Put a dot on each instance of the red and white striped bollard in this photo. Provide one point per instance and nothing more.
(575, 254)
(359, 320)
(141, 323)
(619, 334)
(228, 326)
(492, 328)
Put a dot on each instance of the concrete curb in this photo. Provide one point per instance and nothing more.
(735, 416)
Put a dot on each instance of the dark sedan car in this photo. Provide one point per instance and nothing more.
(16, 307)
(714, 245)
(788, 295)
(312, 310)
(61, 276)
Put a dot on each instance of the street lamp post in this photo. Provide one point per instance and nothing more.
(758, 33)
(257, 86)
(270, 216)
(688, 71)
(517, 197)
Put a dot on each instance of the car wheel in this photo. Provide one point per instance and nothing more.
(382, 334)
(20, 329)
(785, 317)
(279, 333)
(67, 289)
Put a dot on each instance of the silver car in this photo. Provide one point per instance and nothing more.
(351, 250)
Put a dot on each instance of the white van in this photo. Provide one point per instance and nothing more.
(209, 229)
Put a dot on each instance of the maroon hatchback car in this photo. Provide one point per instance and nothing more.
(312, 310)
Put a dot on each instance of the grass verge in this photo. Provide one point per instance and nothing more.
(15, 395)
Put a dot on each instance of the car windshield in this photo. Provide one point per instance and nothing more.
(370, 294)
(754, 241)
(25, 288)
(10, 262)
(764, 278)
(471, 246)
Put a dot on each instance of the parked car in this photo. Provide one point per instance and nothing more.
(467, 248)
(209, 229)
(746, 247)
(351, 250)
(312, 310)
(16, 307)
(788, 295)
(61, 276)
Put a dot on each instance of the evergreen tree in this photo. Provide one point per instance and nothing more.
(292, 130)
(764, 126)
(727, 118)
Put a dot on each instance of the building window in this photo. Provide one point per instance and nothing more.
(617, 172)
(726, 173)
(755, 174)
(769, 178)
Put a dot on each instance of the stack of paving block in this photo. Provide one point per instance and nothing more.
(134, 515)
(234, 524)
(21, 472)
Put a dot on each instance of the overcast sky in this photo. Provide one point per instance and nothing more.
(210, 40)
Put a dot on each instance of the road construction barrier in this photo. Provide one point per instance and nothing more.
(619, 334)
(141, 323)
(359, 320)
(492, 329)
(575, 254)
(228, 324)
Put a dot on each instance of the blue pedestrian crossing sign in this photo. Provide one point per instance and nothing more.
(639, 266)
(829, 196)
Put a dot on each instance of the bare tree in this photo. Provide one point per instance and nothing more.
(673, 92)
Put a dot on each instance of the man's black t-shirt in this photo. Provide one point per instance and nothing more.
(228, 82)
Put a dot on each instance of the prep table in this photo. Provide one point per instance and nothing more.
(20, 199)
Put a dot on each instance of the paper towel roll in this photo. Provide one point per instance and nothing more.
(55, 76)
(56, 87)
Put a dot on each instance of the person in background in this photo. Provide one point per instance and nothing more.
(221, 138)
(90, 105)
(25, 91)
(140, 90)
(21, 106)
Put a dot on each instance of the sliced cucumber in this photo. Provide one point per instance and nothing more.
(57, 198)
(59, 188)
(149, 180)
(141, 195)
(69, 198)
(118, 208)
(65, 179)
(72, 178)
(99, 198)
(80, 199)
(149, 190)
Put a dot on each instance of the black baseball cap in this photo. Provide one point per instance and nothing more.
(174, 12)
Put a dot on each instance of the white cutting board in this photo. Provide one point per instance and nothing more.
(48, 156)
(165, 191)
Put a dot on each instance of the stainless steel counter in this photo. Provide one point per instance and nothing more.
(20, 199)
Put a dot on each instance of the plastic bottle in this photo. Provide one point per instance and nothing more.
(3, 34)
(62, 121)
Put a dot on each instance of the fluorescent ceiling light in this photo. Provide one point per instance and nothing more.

----------------

> Directions
Reproduce the records from the line containing "Put a dot on each instance of the stainless" through the end of the records, both ends included, with "plastic bottle" renamed to "water bottle" and everything else left unchanged.

> Exercise output
Put a dot on each instance of the stainless steel counter in this photo. Provide one point per instance and nothing more.
(20, 199)
Put a dot on each instance of the water bottle in this photo. Provide one point per instance and nothing more.
(3, 34)
(62, 121)
Put a dot on each instance of the fluorescent ceiling light in this photo. Provide one point per instance and nothing more.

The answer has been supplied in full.